**Quoted passage:**
= = = =
Saturday night at the Henry residence in London. At a time of year where night and day interface through various shades of gloom and grey, people lose track of the day of the week (that perilous time between Christmas and New Year) and we all have a little bit of extra time to stalk everyone else and their cat on social media .I was about to send a witty response to an erstwhile colleague, who seemed genuinely worried about my financial situation. He had just seen me post about my excitement at flipping two matching Fitbits for a 100% profit online. At the same time a Linkedin message popped up with the good news of my boss having endorsed me for Project Management. I completed my witty (or so I thought) response by inquiring as to whether the ex-colleague would have any unwanted Christmas gifts I could take off his hands at 20% of the market price. And then dutifully thanked my boss for the endorsement – all the while examining a slight sinking feeling of trepidation that seemed to have accompanied the receiving of that act of professional social media kindness.
Sales – my first love
Here is the thing. I love sales, love to sell and have always done so. From the age of 6 when I sold pictures of kitchen utensils to old ladies and 7 when I imported Haribo Gummibears from Germany to Finland then repackaged them to sets of 4 sweets and sold them to the neighbourhood’s children at a 700% markup. When I am sad, I sell. When I am happy, I sell more. Selling is not in my DNA. It is my DNA. I love playing offense – I’d rather leave defense to someone more suited.
= = = =
**Tasks to complete:**
1. Copy the sales post starting at "Sales – my first" and ending at "someone more suited.", swapping "Haribo Gummibears" for "licorice candies".
2. In the sales post, at what markup did the writer sell the repackaged sweets to the neighborhood's children?

**Excerpted records:**
= = = =
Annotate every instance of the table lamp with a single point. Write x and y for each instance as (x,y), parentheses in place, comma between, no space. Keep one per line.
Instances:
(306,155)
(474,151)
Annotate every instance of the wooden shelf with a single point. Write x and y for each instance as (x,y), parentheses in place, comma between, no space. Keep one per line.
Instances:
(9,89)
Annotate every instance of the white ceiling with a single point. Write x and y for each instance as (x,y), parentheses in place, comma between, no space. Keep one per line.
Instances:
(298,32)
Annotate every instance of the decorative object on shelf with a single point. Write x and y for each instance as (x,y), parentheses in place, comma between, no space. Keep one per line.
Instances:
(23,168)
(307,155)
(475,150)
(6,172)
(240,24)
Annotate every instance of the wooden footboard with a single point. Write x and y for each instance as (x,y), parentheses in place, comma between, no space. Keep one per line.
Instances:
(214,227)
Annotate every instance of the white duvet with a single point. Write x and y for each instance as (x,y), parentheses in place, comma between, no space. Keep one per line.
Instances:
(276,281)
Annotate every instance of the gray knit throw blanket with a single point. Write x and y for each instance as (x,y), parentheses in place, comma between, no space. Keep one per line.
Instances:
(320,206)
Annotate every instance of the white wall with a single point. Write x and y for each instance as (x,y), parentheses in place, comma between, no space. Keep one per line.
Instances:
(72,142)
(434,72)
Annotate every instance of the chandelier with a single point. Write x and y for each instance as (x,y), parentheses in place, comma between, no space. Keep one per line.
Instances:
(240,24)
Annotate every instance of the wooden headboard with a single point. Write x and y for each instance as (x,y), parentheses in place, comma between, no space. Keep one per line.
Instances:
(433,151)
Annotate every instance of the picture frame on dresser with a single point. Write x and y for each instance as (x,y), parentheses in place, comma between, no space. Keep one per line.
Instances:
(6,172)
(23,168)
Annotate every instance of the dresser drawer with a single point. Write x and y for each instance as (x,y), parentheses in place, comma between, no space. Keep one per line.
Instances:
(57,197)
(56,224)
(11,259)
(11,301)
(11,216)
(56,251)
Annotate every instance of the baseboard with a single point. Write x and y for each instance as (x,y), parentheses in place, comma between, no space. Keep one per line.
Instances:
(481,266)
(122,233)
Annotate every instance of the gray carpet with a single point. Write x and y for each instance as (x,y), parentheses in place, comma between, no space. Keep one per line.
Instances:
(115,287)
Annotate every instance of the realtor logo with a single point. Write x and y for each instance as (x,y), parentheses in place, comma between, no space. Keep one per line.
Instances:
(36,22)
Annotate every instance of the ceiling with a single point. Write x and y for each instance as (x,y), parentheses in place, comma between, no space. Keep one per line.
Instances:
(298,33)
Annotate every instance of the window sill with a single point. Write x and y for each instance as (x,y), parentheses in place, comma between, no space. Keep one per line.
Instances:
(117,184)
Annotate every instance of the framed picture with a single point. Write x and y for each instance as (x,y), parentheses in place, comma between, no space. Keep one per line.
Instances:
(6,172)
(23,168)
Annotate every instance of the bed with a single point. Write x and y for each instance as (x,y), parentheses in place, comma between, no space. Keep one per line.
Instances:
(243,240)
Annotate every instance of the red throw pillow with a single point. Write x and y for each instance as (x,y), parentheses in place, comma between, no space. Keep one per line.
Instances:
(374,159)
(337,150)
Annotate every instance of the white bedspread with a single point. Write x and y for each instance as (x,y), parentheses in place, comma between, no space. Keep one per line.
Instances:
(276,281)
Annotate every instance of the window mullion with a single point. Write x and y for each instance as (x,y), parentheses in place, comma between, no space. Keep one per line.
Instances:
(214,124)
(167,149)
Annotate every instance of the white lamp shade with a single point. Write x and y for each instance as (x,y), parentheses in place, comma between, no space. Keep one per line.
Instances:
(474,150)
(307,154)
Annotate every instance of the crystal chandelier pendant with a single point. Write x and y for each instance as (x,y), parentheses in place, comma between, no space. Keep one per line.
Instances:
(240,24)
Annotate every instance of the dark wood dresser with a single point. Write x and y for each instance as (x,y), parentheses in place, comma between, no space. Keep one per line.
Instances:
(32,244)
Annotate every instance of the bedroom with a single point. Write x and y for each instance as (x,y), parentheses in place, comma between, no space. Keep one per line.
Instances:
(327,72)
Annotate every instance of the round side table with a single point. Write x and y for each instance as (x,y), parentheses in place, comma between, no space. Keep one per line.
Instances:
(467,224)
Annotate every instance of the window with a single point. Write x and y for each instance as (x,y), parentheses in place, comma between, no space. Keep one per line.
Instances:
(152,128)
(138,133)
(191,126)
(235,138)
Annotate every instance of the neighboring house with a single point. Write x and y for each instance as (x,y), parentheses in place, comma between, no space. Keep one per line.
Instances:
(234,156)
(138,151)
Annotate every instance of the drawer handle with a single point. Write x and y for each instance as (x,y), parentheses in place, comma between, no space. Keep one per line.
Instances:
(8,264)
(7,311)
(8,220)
= = = =
**Written responses:**
1.
Sales – my first love
Here is the thing. I love sales, love to sell and have always done so. From the age of 6 when I sold pictures of kitchen utensils to old ladies and 7 when I imported licorice candies from Germany to Finland then repackaged them to sets of 4 sweets and sold them to the neighbourhood’s children at a 700% markup. When I am sad, I sell. When I am happy, I sell more. Selling is not in my DNA. It is my DNA. I love playing offense – I’d rather leave defense to someone more suited.

2. A 700% markup.